Google Calendar is a browser tab on desktop, not an app. That works for lightweight scheduling and stops working the moment you need offline access, encrypted event bodies, real time-blocking, or a calendar that lives inside a home lab rather than a Google account. The Google Calendar alternatives for desktop in 2026 include two encrypted hosted options, two self-hosted servers, one native Mac client that finally landed on Windows, and one Thunderbird integration that keeps quietly getting better.
Why people leave Google Calendar on desktop
- The web app is a tab. Even the “install as app” wrapper is a Chrome PWA, not a real desktop client with offline behavior or system-level integration.
- Google reads event titles, attendees, and locations, which conflicts with the privacy posture of anyone who already moved email to Proton or Fastmail.
- No native time-blocking layer. Third-party overlays exist, but the base app hasn’t shipped one.
- Cross-account juggling (work Google plus personal Google plus Outlook) is clunky. Every serious multi-calendar workflow is a workaround.
- Data export is technically supported (ICS download) but restoring is slow and lossy.
Quick comparison
| App | Best for | Free plan | Starting price/mo | Standout feature |
|---|---|---|---|---|
| Proton Calendar | End-to-end encrypted calendar | Yes | $4.99 | Zero-knowledge event storage |
| Fantastical | Native macOS and Windows | Limited | $4.75 | Best natural-language parser |
| Outlook Calendar | Microsoft 365 households | Yes | $6.99 (365) | Exchange integration |
| Thunderbird | Free open-source client | Yes | Free | CalDAV plus Google plus Outlook |
| Radicale | Self-hosted CalDAV server | Yes (self-host) | Free | Runs anywhere Python does |
| EteSync | Encrypted self-hosted sync | Yes | $2.00 | Zero-knowledge with self-hosting |
| Morgen | Multi-calendar power user | Limited | $9.00 | Unified inbox across accounts |
The 7 best Google Calendar alternatives on desktop
Proton Calendar, best for encrypted event storage
Proton Calendar encrypts event titles, locations, descriptions, and attendees end-to-end. The Proton server stores ciphertext only, so even Proton cannot read what is on your calendar. The web client works on any platform, and the desktop shortcut installs as a PWA on Windows, macOS, and Linux.

* Study material:
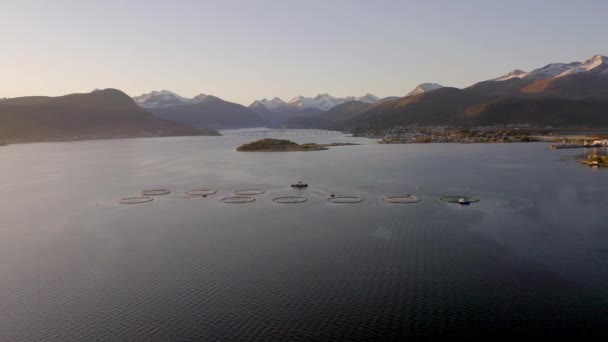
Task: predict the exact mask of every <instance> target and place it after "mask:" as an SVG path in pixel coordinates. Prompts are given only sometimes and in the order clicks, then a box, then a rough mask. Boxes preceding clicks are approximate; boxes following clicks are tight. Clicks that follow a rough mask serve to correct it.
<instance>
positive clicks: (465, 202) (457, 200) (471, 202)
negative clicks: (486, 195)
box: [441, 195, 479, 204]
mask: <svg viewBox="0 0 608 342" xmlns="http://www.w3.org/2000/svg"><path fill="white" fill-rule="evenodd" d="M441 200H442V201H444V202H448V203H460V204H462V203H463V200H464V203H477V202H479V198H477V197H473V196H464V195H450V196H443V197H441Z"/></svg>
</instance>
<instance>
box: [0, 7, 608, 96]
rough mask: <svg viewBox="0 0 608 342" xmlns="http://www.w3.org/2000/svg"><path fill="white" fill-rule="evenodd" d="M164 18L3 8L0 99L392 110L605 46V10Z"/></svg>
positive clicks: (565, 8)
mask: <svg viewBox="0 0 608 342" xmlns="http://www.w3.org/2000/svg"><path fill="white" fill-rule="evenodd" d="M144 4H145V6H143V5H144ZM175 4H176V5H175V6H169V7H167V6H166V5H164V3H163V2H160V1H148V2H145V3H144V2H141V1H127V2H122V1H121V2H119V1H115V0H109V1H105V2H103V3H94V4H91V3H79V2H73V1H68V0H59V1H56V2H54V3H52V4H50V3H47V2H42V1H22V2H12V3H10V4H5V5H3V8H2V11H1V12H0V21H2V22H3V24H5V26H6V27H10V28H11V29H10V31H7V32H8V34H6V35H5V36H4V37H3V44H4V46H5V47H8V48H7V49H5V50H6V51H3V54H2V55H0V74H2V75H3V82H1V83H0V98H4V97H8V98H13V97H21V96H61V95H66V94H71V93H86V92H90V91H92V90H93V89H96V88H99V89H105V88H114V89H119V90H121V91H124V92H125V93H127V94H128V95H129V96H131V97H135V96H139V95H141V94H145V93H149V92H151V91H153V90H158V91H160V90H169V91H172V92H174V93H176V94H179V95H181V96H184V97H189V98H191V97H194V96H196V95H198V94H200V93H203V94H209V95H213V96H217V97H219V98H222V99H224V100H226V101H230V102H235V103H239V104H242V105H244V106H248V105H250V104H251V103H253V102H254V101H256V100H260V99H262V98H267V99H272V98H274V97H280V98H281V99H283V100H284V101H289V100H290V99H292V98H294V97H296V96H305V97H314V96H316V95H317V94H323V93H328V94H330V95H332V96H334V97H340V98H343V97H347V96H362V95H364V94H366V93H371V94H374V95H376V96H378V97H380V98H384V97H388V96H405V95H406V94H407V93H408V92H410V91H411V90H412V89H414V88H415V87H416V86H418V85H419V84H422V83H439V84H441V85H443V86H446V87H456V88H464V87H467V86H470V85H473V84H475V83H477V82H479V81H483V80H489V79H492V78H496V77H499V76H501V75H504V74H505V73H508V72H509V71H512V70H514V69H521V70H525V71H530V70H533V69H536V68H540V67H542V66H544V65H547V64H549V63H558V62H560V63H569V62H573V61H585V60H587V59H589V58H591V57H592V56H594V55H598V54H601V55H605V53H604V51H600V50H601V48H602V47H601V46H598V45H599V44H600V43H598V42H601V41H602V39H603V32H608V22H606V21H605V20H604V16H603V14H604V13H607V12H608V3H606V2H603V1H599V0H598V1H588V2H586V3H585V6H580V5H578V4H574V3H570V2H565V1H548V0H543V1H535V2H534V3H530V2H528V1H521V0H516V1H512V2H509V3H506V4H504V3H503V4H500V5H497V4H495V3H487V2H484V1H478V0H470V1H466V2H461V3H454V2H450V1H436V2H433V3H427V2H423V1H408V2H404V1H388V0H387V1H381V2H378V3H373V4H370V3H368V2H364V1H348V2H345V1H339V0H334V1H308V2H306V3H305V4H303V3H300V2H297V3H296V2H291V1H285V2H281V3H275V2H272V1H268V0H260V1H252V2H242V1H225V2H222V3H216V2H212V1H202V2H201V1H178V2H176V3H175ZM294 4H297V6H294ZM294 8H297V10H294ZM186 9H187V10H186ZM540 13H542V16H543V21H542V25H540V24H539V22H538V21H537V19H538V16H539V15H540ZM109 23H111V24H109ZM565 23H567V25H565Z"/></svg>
* * *
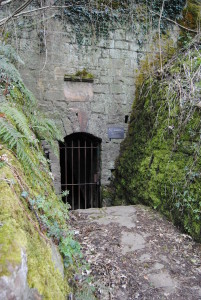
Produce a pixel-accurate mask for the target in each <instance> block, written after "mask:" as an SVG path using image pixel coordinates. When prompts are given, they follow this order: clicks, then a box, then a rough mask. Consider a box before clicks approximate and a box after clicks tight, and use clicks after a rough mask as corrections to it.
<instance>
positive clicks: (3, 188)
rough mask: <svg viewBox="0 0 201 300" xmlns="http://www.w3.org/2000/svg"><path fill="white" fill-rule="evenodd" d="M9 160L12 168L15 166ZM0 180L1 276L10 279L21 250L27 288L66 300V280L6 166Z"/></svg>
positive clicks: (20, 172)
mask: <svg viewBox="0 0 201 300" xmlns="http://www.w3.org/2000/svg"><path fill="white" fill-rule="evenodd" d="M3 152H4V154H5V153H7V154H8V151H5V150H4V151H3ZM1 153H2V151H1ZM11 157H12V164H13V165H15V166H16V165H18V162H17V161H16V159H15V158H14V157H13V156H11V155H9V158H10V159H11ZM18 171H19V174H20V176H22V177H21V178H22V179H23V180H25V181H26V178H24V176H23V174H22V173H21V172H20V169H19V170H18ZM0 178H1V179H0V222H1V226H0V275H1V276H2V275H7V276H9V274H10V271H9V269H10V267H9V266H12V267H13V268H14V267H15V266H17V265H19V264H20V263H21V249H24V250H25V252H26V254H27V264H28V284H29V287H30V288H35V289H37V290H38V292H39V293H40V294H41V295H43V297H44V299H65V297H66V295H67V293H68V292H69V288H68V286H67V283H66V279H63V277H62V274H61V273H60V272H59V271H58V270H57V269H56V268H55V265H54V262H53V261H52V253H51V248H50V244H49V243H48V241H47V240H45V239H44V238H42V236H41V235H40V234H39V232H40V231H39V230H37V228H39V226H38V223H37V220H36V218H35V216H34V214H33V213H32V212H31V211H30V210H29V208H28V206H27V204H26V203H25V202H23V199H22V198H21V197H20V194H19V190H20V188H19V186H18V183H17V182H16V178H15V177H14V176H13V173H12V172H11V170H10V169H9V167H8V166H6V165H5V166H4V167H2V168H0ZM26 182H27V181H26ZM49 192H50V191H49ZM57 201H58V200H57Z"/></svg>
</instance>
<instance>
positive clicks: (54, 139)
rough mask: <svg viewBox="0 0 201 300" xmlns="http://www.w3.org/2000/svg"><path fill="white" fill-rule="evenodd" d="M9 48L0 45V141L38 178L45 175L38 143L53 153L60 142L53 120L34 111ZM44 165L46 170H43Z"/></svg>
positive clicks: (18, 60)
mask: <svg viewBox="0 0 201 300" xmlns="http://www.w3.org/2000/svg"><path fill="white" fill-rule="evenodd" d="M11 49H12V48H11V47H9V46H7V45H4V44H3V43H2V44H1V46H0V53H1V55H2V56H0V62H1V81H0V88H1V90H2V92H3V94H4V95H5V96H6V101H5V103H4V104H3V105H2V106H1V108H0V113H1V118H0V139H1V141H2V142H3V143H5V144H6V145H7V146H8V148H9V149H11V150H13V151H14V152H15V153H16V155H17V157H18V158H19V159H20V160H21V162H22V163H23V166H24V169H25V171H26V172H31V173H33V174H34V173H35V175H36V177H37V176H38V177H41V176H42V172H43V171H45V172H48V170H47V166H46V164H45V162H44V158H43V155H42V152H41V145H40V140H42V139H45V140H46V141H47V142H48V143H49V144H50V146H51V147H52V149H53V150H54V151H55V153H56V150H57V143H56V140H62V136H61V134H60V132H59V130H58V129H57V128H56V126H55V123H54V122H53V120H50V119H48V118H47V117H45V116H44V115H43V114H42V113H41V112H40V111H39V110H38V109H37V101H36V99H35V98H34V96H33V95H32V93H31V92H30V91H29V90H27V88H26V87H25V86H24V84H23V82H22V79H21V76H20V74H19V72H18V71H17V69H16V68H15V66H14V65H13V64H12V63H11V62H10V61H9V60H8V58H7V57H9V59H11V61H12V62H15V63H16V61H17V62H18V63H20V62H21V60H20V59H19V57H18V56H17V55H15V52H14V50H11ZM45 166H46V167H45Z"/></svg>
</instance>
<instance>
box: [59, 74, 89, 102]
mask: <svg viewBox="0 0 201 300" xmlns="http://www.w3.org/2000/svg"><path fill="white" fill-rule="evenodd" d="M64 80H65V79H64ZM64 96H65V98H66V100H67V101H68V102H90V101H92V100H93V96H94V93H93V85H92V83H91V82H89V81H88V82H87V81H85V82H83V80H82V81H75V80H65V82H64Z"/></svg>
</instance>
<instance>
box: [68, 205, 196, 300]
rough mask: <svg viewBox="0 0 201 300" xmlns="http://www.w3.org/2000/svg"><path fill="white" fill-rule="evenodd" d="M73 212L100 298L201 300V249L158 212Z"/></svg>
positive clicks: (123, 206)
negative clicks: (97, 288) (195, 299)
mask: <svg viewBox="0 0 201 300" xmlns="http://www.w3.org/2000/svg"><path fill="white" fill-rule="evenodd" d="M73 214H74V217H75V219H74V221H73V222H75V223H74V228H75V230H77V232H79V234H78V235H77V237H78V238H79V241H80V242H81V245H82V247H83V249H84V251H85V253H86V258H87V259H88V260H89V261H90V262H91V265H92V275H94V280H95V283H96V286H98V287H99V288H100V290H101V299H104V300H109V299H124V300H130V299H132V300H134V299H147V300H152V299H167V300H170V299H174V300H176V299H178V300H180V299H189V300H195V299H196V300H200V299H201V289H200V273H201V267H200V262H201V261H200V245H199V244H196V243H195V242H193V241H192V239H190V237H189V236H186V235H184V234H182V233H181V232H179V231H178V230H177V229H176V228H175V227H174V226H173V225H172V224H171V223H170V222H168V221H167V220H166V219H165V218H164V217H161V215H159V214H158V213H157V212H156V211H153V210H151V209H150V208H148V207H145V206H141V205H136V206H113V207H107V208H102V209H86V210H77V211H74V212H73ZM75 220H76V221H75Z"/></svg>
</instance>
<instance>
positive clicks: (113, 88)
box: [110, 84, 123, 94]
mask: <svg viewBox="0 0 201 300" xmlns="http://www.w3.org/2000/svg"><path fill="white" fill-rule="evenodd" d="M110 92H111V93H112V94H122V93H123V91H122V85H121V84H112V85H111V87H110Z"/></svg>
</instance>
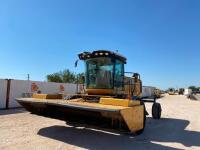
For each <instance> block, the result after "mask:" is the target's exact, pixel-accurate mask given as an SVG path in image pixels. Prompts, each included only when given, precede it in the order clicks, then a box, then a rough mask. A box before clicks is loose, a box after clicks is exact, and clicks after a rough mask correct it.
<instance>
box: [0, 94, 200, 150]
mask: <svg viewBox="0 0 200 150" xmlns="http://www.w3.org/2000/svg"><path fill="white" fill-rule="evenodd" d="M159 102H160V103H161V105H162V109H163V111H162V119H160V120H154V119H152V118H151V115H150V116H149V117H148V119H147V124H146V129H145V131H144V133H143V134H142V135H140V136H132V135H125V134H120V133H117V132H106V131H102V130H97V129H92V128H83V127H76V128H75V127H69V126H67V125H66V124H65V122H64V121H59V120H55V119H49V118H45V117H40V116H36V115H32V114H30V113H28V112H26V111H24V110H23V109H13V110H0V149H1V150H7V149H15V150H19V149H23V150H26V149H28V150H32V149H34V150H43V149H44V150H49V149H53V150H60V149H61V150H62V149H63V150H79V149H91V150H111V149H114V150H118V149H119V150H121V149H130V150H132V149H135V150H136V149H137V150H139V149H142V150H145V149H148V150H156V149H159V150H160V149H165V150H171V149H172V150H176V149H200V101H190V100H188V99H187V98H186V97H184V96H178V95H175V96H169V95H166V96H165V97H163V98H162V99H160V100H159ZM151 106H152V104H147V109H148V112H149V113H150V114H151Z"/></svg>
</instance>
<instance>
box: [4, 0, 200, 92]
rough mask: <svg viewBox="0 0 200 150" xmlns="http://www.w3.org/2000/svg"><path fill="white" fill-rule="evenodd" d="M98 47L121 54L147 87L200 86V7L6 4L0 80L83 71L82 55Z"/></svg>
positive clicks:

* Tasks for this exercise:
a) According to the article on Google Calendar alternatives, what does the Proton server store for calendar events?
b) In the listing, arrange the stretch from the line containing "Task: predict the" through the line containing "box: [441, 195, 479, 204]" as a JSON list of strings, one string per line, with blank lines left out.

* Completed exercise:
a) Ciphertext only.

b)
[
  "Task: predict the exact mask of every <instance> target and place it after \"mask:\" as an SVG path in pixel coordinates. Prompts are given only sometimes and in the order clicks, then a box, then a rough mask. Boxes preceding clicks are approximate; boxes following clicks are tight. Clicks that follow a rough mask serve to correct it.",
  "<instance>",
  "positive clicks: (465, 202) (457, 200) (471, 202)",
  "negative clicks: (486, 195)",
  "box: [441, 195, 479, 204]"
]